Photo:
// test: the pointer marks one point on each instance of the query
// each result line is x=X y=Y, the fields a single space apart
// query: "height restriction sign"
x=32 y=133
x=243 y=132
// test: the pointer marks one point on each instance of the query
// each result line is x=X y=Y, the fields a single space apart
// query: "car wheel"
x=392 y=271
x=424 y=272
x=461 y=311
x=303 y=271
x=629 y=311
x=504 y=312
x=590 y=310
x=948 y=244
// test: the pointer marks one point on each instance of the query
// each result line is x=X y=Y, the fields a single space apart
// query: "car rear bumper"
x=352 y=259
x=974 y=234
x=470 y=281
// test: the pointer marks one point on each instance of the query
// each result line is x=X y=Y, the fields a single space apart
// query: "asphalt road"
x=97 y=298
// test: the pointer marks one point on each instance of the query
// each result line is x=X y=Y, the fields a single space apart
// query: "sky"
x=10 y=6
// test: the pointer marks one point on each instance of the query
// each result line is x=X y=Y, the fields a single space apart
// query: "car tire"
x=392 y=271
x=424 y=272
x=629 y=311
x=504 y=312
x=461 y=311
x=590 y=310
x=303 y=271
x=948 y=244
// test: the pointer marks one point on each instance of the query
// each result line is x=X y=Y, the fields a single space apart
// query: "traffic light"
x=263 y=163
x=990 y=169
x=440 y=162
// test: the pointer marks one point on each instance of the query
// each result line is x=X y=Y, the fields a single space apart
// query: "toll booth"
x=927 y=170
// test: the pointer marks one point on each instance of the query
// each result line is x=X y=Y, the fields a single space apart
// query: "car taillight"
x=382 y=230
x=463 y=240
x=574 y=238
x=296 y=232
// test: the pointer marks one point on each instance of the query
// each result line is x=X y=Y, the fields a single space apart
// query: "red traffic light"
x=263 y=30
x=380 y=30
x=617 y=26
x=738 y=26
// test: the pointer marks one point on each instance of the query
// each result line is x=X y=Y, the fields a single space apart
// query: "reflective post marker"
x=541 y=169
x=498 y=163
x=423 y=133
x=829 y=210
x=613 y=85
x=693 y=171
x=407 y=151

━━━━━━━━━━━━━━━━━━━━━━━━━━━━━━

Could you express every line above as a JSON list of strings, one string per line, with blank lines omitted?

[
  "Photo:",
  "// test: the pointer marks one point on each instance of the query",
  "// each result line is x=X y=Y, the fields a single space apart",
  "// query: \"height restriction sign\"",
  "x=32 y=133",
  "x=243 y=132",
  "// test: the pointer marks one point on each instance of the query",
  "// each result line is x=X y=Y, the fields a single space apart",
  "// query: \"car wheel\"",
  "x=392 y=271",
  "x=424 y=272",
  "x=461 y=311",
  "x=303 y=271",
  "x=629 y=311",
  "x=504 y=312",
  "x=590 y=310",
  "x=948 y=244",
  "// test: the pointer marks one point on each instance of the query",
  "// each result line is x=X y=Y, the fields a single space apart",
  "// query: \"car rear bumper\"",
  "x=352 y=259",
  "x=974 y=234",
  "x=470 y=281",
  "// test: the pointer marks one point on each instance of the query",
  "// each result line is x=X y=Y, the fields a single space apart",
  "// query: \"asphalt road\"",
  "x=97 y=298",
  "// test: the pointer marks one point on each instance of the query",
  "// each result line is x=X y=Y, the fields a single space apart",
  "// query: \"sky\"",
  "x=10 y=6",
  "// test: the pointer marks one point on each instance of the query",
  "// each result line is x=X y=Y, the fields a single space apart",
  "// query: \"car tire\"",
  "x=392 y=271",
  "x=424 y=272",
  "x=629 y=311",
  "x=504 y=312",
  "x=461 y=311",
  "x=590 y=310",
  "x=303 y=271",
  "x=948 y=244",
  "// test: the pointer marks one point on each instance of the query",
  "// each result line is x=X y=Y, the fields a single space apart",
  "// query: \"traffic light\"",
  "x=263 y=163",
  "x=990 y=169",
  "x=440 y=162",
  "// test: the pointer marks one point on each instance of the query",
  "// each result line is x=X y=Y, the fields a single space apart",
  "// query: \"toll booth\"",
  "x=927 y=170",
  "// test: the pointer marks one point on each instance of the query",
  "// each result line is x=X y=Y, the fields a single space apart",
  "// query: \"car taillight\"",
  "x=382 y=230",
  "x=463 y=240",
  "x=574 y=238",
  "x=296 y=232",
  "// test: the pointer marks one point on each instance of the query",
  "// each result line is x=X y=Y, the fields a single space apart",
  "// query: \"red traffic light\"",
  "x=263 y=30",
  "x=380 y=30",
  "x=617 y=26",
  "x=738 y=26",
  "// test: the pointer marks one point on each instance of the query",
  "// each result line is x=X y=Y, the fields a single space apart",
  "// query: \"reflective post marker\"",
  "x=541 y=169",
  "x=498 y=163",
  "x=423 y=133",
  "x=829 y=210",
  "x=613 y=85",
  "x=693 y=171",
  "x=407 y=151"
]